§ PAGE EXCERPT
--- --- ---

Plan extensively, freeze requirements early, minimize test failures. This is the measure twice
cut once approach. SpaceX inverted this. Here's the problem with the traditional approach.
You can't think your way to perfect solutions for problems you don't fully understand.
That's another bar. You can't think your way to perfect solutions for problems you don't fully
understand. Your model is always wrong in the ways you don't know yet. Complex systems
have emergent behaviors that only appear when the pieces are actually bolted together.
This is the paradox of first principle design.
If you're questioning every inherited assumption, which you should,
you're venturing into territory where analysis alone can't tell you what works.
The physics might be known, but how the physics will interact with your specific materials,
your specific manufacturing tolerances, your specific assembly process.
That's not something you could derive from first principles.
That's something you have to discover.
And so what SpaceX does instead is they use reality as their validation tool.
The alternative is to use reality as your primary validation tool.
SpaceX focuses on rapidly iterating through a build, test, learn approach that drives
modifications towards design maturity.
Where Boeing invests up front in analysis, SpaceX invests up front in prototypes.
The core philosophy is deceptively simple.
Failures are data, not disasters.
Tight feedback loops lead to a high rate of innovation and adaptation,
quickly finding better solutions of what not to do.
Speed is a tactical advantage.
This isn't new.
During World War II, the P80 fighter jet went from concept to test flight in five months.
In the early 1960s, the SR-71 Blackbird went from idea to rollout in four years.
And it's still the fastest manned plane ever built.
that's nuts.
Is that, could that possibly be true?
In the early 1960s, the SR-71 Blackbird
went from idea to roll out in four years
and it's still the fastest man plane ever built.
Small teams, fast iteration, real hardware.
In a 2021 star base interview,
Elon explained the goal with each Starship prototype.
Push the envelope such that it blows up.
That is the end of his quote.
That is his whole quote.
Push the envelope such that it blows up.
This sounds reckless until you understand
what he's actually saying.
If the vehicle doesn't fail, you haven't learned where the limits are.
Each failure is a precise data point about where reality diverges from your model.

--- --- ---

§ INSTRUCTION A
Answer these questions from the page excerpt on SpaceX's design approach:
(i) How long did the P80 fighter jet take to go from concept to test flight?
(ii) In what year did the Starbase interview with Elon take place?
(iii) Where does Boeing invest up front?

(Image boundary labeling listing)
--- --- ---

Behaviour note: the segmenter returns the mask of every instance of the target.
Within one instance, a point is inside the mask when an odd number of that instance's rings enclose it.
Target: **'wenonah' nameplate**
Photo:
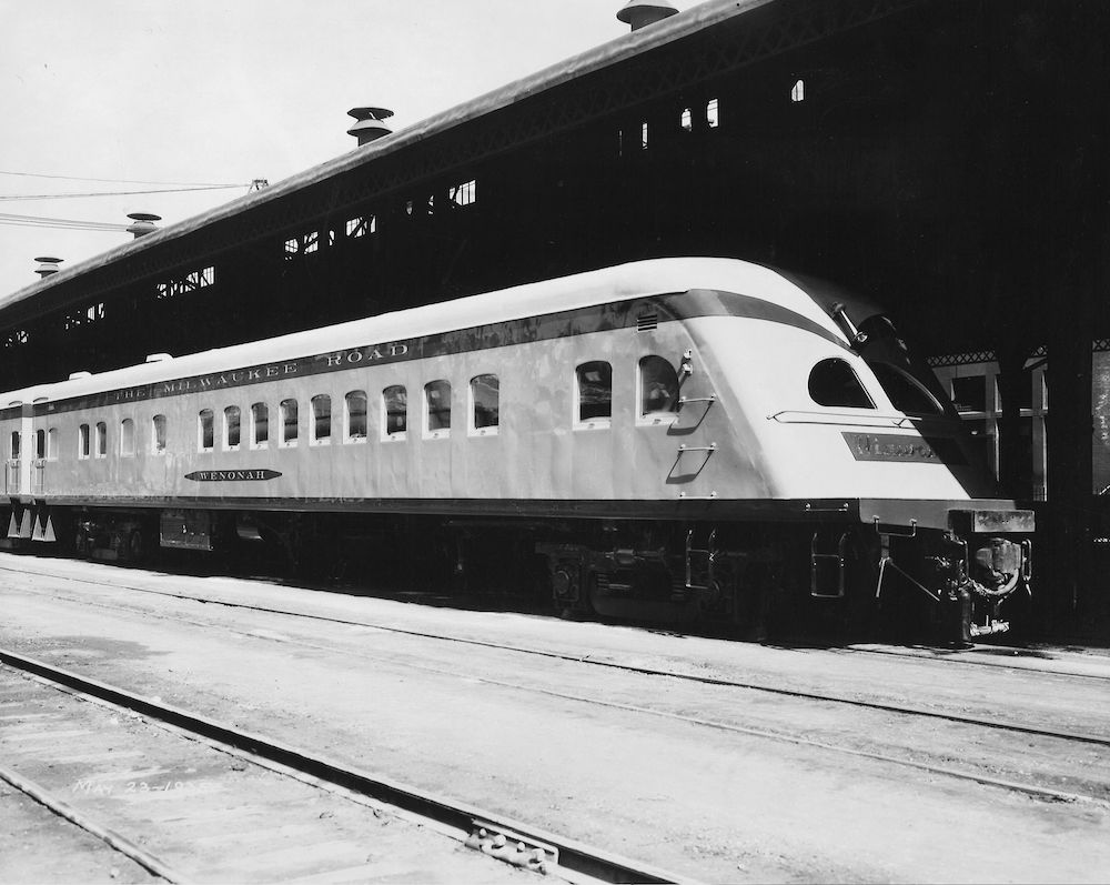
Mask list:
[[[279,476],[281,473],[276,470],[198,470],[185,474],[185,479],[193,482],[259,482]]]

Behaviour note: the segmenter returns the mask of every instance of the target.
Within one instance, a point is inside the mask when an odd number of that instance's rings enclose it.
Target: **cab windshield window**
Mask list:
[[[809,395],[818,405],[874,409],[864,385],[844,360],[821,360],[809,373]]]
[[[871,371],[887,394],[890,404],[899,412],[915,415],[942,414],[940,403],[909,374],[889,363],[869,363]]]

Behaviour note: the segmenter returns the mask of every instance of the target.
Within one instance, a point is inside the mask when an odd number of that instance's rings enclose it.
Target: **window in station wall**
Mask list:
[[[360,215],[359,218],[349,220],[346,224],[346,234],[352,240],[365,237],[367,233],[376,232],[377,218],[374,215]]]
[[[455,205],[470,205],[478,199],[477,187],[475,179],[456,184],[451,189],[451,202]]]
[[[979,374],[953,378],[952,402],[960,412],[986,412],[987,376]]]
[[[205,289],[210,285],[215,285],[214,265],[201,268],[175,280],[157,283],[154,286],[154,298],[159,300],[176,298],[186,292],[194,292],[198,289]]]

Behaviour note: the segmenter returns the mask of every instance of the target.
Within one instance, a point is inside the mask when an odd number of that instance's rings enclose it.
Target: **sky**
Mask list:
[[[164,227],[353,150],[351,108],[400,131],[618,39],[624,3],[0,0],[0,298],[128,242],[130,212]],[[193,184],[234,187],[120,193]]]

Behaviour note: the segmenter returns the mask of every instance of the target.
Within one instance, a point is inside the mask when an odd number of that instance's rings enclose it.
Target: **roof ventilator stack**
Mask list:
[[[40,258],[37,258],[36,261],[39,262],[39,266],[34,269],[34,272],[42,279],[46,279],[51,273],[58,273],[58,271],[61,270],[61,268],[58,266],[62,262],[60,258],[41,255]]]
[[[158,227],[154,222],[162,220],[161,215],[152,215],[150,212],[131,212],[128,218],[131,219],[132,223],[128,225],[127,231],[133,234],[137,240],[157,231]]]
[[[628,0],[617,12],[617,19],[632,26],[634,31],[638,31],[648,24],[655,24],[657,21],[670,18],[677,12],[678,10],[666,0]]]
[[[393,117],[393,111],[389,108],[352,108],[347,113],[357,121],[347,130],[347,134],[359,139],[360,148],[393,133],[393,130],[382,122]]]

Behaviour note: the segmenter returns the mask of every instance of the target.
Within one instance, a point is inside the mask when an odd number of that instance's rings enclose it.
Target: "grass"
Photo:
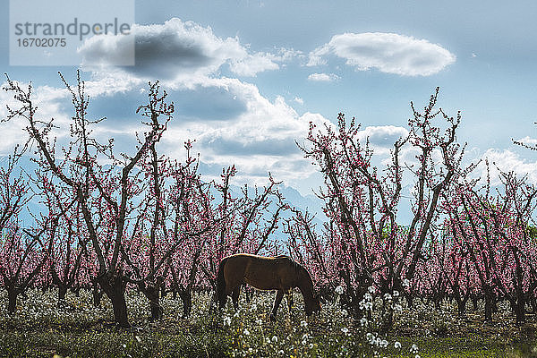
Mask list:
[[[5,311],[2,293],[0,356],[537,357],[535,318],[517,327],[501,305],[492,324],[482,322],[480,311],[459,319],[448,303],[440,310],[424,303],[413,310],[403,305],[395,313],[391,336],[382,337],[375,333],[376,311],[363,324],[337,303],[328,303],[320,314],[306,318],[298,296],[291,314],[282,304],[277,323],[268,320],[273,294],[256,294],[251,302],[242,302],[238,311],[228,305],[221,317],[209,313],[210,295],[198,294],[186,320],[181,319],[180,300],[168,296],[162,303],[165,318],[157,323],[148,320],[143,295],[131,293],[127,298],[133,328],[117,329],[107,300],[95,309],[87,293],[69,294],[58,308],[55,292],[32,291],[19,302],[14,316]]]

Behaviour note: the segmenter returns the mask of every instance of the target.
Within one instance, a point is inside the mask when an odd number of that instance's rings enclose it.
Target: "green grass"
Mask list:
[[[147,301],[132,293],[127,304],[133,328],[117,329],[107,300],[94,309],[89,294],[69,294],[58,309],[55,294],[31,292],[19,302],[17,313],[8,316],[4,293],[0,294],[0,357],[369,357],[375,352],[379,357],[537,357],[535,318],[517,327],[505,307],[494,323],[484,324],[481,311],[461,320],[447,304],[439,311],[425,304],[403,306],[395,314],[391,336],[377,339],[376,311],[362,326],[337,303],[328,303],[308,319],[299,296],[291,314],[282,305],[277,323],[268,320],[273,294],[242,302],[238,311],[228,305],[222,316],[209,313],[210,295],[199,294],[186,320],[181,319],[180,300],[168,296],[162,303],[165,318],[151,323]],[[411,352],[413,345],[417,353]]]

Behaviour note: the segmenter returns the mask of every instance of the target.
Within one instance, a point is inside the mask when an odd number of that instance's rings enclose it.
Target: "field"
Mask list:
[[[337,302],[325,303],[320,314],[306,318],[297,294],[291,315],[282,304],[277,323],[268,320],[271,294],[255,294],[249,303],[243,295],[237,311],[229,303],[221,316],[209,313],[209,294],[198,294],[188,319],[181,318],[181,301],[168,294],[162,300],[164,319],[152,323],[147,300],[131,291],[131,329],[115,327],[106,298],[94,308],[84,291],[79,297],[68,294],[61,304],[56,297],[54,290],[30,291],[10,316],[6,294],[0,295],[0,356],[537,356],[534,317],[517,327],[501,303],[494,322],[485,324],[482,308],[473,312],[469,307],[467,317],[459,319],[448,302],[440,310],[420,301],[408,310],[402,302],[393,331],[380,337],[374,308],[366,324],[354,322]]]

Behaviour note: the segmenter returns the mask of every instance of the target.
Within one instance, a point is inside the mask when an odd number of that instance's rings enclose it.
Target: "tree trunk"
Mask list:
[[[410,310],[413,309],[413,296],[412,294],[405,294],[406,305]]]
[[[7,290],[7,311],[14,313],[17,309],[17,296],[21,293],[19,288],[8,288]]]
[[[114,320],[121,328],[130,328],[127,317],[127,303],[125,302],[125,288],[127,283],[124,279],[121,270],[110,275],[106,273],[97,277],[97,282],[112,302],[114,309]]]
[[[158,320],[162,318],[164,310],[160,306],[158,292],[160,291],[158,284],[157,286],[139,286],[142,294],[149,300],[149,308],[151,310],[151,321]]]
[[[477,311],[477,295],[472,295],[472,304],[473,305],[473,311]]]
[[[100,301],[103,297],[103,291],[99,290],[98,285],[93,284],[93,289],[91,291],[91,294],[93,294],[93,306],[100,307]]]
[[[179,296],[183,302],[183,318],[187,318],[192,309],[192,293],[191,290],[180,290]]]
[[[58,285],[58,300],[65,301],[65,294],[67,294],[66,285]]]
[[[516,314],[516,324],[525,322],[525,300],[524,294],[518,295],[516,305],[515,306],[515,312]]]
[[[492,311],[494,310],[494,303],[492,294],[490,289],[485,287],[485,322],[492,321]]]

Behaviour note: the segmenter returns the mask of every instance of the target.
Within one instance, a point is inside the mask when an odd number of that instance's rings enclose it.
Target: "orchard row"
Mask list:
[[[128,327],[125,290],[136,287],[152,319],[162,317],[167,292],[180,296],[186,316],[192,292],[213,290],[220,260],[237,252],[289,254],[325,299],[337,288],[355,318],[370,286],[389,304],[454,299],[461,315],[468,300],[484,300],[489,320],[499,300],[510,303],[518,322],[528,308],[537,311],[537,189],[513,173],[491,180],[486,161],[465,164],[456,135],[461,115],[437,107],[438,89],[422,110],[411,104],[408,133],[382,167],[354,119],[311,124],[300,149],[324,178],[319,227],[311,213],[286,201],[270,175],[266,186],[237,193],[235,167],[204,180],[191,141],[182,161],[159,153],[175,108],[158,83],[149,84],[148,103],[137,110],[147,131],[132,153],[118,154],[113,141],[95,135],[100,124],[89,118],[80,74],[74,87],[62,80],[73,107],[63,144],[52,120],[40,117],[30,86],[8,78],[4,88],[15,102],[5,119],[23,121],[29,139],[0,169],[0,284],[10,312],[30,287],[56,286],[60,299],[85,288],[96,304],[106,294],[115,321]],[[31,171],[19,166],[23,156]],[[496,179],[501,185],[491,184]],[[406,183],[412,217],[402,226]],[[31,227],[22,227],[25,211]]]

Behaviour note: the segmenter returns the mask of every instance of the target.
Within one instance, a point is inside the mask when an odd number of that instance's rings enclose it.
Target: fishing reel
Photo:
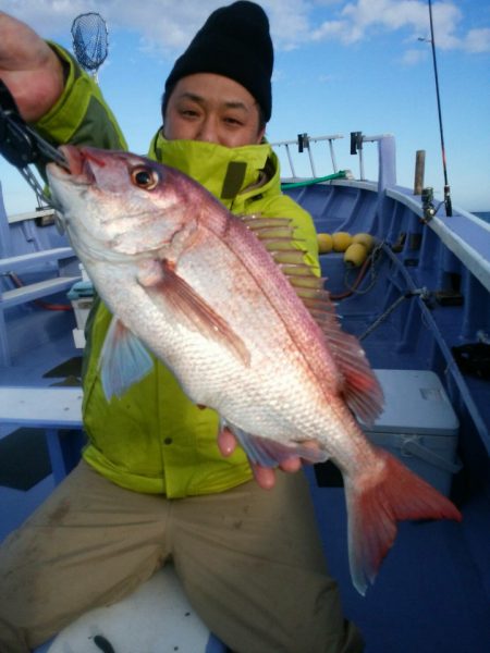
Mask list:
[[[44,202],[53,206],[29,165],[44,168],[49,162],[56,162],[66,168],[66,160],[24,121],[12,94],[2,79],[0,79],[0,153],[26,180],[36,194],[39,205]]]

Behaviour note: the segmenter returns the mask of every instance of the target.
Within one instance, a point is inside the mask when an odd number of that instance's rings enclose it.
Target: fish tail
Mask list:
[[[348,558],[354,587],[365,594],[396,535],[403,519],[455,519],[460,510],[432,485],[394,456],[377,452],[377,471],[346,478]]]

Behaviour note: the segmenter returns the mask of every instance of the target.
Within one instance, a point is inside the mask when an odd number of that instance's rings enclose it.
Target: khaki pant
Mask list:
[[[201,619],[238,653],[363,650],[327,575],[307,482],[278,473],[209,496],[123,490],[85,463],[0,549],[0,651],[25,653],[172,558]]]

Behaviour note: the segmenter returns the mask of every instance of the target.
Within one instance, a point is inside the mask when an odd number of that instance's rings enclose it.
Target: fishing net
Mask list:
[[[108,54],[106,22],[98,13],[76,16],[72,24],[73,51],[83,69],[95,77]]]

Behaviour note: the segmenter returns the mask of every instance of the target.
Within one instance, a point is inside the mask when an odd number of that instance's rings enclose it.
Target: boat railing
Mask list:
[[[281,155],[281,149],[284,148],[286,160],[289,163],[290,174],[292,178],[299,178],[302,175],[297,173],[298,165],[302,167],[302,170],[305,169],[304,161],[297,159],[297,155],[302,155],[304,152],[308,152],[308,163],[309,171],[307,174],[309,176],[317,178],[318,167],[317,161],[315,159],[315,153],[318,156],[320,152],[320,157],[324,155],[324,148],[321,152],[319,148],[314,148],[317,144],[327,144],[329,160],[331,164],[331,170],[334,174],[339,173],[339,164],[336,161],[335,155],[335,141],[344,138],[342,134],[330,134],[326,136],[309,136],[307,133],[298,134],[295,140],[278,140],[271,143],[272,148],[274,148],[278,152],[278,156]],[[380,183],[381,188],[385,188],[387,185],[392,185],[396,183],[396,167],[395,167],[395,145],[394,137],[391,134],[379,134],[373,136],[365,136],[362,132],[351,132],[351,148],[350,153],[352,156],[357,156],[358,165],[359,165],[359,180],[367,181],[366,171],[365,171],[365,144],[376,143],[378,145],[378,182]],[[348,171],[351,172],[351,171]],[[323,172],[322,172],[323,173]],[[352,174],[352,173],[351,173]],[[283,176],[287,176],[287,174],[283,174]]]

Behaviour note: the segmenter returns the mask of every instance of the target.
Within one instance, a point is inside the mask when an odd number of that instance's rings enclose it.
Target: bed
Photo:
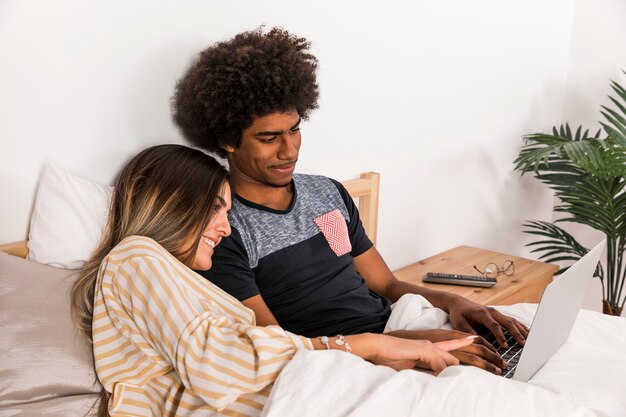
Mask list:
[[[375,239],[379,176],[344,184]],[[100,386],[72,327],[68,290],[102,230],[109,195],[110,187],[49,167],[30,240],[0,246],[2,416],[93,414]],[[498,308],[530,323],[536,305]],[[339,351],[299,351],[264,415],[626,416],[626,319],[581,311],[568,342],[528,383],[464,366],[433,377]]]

--- --- ---

§ INSTRUCTION B
Report how many lines of the listing contain the word "window", with case counting. Give only the number.

§ OUTPUT A
(i) Five months.
(ii) 2021.
(iii) In analysis.

§ OUTPUT B
2